**Your objective:**
Reproduce all of the data exactly, with no line skipped.

(Rows from a dataset)
.....

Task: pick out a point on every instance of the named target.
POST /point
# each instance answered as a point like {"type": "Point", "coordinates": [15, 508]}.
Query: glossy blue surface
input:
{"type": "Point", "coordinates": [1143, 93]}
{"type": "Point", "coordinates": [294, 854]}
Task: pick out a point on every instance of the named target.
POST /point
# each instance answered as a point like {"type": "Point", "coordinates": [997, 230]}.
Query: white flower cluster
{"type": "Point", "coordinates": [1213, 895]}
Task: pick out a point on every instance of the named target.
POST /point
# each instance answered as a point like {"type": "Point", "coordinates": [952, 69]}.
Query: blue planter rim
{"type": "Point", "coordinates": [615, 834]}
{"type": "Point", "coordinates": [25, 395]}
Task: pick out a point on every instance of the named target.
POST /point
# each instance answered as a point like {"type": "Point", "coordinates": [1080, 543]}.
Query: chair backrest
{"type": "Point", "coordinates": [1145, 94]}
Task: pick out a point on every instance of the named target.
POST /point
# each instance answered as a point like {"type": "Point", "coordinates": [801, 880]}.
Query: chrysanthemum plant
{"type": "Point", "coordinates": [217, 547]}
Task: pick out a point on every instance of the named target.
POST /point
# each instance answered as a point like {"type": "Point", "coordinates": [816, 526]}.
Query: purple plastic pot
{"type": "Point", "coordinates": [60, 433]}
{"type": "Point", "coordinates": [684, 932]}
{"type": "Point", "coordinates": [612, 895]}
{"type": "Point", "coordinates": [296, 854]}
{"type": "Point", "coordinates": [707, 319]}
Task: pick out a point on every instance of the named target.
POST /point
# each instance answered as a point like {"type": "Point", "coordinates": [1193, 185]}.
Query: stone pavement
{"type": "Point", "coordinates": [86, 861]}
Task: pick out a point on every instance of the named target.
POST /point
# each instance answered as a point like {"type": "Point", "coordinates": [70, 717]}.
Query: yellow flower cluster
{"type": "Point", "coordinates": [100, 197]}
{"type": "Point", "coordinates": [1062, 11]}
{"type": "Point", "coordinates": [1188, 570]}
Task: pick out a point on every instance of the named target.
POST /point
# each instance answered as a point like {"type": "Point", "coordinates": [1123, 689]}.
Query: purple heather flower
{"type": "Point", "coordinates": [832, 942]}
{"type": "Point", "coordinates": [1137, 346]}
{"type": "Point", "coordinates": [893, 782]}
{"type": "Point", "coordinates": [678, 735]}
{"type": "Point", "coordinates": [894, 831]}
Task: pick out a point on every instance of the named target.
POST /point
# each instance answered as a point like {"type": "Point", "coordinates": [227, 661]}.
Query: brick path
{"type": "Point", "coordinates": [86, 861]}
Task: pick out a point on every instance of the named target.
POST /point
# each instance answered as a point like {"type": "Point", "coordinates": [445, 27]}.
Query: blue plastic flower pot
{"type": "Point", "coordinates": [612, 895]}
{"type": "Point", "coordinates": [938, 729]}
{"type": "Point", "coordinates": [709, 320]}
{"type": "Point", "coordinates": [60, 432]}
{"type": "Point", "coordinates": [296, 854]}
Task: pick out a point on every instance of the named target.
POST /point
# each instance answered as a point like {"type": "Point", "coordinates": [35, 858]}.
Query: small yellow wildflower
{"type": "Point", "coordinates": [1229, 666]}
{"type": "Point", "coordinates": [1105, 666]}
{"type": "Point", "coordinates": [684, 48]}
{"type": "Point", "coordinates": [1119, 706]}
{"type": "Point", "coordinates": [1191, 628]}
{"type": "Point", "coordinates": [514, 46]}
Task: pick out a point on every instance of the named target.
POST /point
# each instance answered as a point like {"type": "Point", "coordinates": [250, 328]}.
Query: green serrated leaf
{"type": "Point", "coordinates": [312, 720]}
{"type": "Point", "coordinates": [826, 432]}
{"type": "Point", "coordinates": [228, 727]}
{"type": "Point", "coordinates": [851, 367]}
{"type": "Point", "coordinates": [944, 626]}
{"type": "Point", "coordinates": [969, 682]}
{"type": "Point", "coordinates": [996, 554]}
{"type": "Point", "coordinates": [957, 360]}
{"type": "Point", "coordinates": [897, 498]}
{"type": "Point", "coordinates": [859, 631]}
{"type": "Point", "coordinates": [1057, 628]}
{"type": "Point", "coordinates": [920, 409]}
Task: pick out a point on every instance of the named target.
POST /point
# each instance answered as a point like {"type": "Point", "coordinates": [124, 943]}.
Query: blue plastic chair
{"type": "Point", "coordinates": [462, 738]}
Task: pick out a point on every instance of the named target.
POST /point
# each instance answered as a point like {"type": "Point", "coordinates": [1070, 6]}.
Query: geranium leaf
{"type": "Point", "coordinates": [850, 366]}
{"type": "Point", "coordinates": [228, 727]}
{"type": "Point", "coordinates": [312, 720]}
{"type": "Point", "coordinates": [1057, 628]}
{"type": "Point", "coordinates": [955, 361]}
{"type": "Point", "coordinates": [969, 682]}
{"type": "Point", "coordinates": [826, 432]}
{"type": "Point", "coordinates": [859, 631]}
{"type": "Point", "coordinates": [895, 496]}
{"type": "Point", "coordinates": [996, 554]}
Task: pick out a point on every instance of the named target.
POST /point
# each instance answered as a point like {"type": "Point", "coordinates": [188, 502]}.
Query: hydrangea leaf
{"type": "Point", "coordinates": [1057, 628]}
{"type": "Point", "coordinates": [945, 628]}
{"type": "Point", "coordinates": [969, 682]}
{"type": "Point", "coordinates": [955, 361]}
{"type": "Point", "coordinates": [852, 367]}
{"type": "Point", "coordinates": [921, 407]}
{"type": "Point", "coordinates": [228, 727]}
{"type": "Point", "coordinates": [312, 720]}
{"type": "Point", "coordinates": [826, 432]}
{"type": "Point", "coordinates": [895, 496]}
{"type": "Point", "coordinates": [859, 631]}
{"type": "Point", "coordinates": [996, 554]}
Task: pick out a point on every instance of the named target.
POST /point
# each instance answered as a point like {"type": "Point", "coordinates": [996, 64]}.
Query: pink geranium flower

.....

**Result for this exercise:**
Task: pick out a point on every instance of the named target.
POST /point
# each instance answered as a point like {"type": "Point", "coordinates": [15, 508]}.
Query: glossy blue surface
input:
{"type": "Point", "coordinates": [1143, 93]}
{"type": "Point", "coordinates": [294, 854]}
Task: pick out a point on every instance of the named target.
POST /point
# each instance answered as a point like {"type": "Point", "coordinates": [997, 230]}.
Query: white flower cluster
{"type": "Point", "coordinates": [1213, 895]}
Task: pick out a point on every instance of the named target.
POST /point
# each instance answered as a point like {"type": "Point", "coordinates": [952, 69]}.
Query: blue planter rim
{"type": "Point", "coordinates": [615, 834]}
{"type": "Point", "coordinates": [25, 395]}
Task: pick out a point on every instance of the named target.
POST /point
# each instance answered as a point like {"type": "Point", "coordinates": [1080, 543]}.
Query: chair backrest
{"type": "Point", "coordinates": [1145, 94]}
Task: pick out a point on every instance of the named target.
POST /point
# each instance answered as a point like {"type": "Point", "coordinates": [801, 880]}.
Query: chrysanthemum plant
{"type": "Point", "coordinates": [217, 547]}
Task: pick out a point on every instance of the named target.
POST /point
# each instance answered as a point like {"type": "Point", "coordinates": [816, 526]}.
Query: purple plastic pot
{"type": "Point", "coordinates": [60, 433]}
{"type": "Point", "coordinates": [684, 932]}
{"type": "Point", "coordinates": [612, 895]}
{"type": "Point", "coordinates": [296, 854]}
{"type": "Point", "coordinates": [707, 319]}
Task: pick out a point on every instance of the named target.
POST /point
# each instance answered as a point like {"type": "Point", "coordinates": [1193, 185]}.
Query: stone pavement
{"type": "Point", "coordinates": [86, 861]}
Task: pick out a point on every instance of the named target.
POST /point
# each instance answered as a point like {"type": "Point", "coordinates": [70, 717]}.
Query: yellow flower cluster
{"type": "Point", "coordinates": [100, 197]}
{"type": "Point", "coordinates": [1062, 11]}
{"type": "Point", "coordinates": [1188, 570]}
Task: pick out a point on every instance of the named target.
POST /point
# each instance answered as a point like {"type": "Point", "coordinates": [1123, 689]}.
Query: purple heather flower
{"type": "Point", "coordinates": [832, 942]}
{"type": "Point", "coordinates": [1137, 346]}
{"type": "Point", "coordinates": [893, 782]}
{"type": "Point", "coordinates": [678, 735]}
{"type": "Point", "coordinates": [894, 831]}
Task: pick out a point on every instance of the named target.
POST /point
# each instance answered as a point like {"type": "Point", "coordinates": [227, 661]}.
Query: brick path
{"type": "Point", "coordinates": [86, 861]}
Task: pick out a point on every instance of the named target.
POST /point
# each instance answered as a point like {"type": "Point", "coordinates": [445, 27]}.
Query: blue plastic flower pot
{"type": "Point", "coordinates": [612, 895]}
{"type": "Point", "coordinates": [938, 729]}
{"type": "Point", "coordinates": [709, 320]}
{"type": "Point", "coordinates": [60, 432]}
{"type": "Point", "coordinates": [296, 854]}
Task: pick out a point on every instance of the named target.
POST /point
# each instance answered as a point like {"type": "Point", "coordinates": [35, 858]}.
Query: small yellow wildflower
{"type": "Point", "coordinates": [1229, 666]}
{"type": "Point", "coordinates": [1105, 666]}
{"type": "Point", "coordinates": [684, 48]}
{"type": "Point", "coordinates": [1119, 706]}
{"type": "Point", "coordinates": [1191, 628]}
{"type": "Point", "coordinates": [514, 46]}
Task: pick out a point on every instance of the named target.
POST /point
# each instance answered as a point like {"type": "Point", "coordinates": [250, 328]}.
Query: green serrated leaf
{"type": "Point", "coordinates": [312, 720]}
{"type": "Point", "coordinates": [826, 432]}
{"type": "Point", "coordinates": [228, 727]}
{"type": "Point", "coordinates": [851, 367]}
{"type": "Point", "coordinates": [944, 626]}
{"type": "Point", "coordinates": [969, 682]}
{"type": "Point", "coordinates": [996, 554]}
{"type": "Point", "coordinates": [957, 360]}
{"type": "Point", "coordinates": [897, 498]}
{"type": "Point", "coordinates": [859, 631]}
{"type": "Point", "coordinates": [1057, 628]}
{"type": "Point", "coordinates": [920, 409]}
Task: pick out a point on every instance of the named target.
POST /point
# each instance answered as a point like {"type": "Point", "coordinates": [124, 943]}.
Query: blue plastic chair
{"type": "Point", "coordinates": [462, 738]}
Task: pick out a point on every instance of the named target.
POST /point
# each instance answered as a point like {"type": "Point", "coordinates": [1070, 6]}.
Query: geranium leaf
{"type": "Point", "coordinates": [850, 366]}
{"type": "Point", "coordinates": [228, 727]}
{"type": "Point", "coordinates": [312, 720]}
{"type": "Point", "coordinates": [1057, 628]}
{"type": "Point", "coordinates": [955, 361]}
{"type": "Point", "coordinates": [969, 682]}
{"type": "Point", "coordinates": [826, 432]}
{"type": "Point", "coordinates": [859, 631]}
{"type": "Point", "coordinates": [895, 496]}
{"type": "Point", "coordinates": [996, 554]}
Task: pick out a point on every instance of the named target.
POST /point
# each instance answered as a point like {"type": "Point", "coordinates": [188, 502]}.
Query: hydrangea leaf
{"type": "Point", "coordinates": [1057, 628]}
{"type": "Point", "coordinates": [945, 628]}
{"type": "Point", "coordinates": [969, 682]}
{"type": "Point", "coordinates": [955, 361]}
{"type": "Point", "coordinates": [852, 367]}
{"type": "Point", "coordinates": [921, 407]}
{"type": "Point", "coordinates": [228, 727]}
{"type": "Point", "coordinates": [312, 720]}
{"type": "Point", "coordinates": [826, 432]}
{"type": "Point", "coordinates": [895, 496]}
{"type": "Point", "coordinates": [859, 631]}
{"type": "Point", "coordinates": [996, 554]}
Task: pick out a point on every instance of the named target.
POST /point
# each instance answered as a point like {"type": "Point", "coordinates": [996, 64]}.
Query: pink geranium flower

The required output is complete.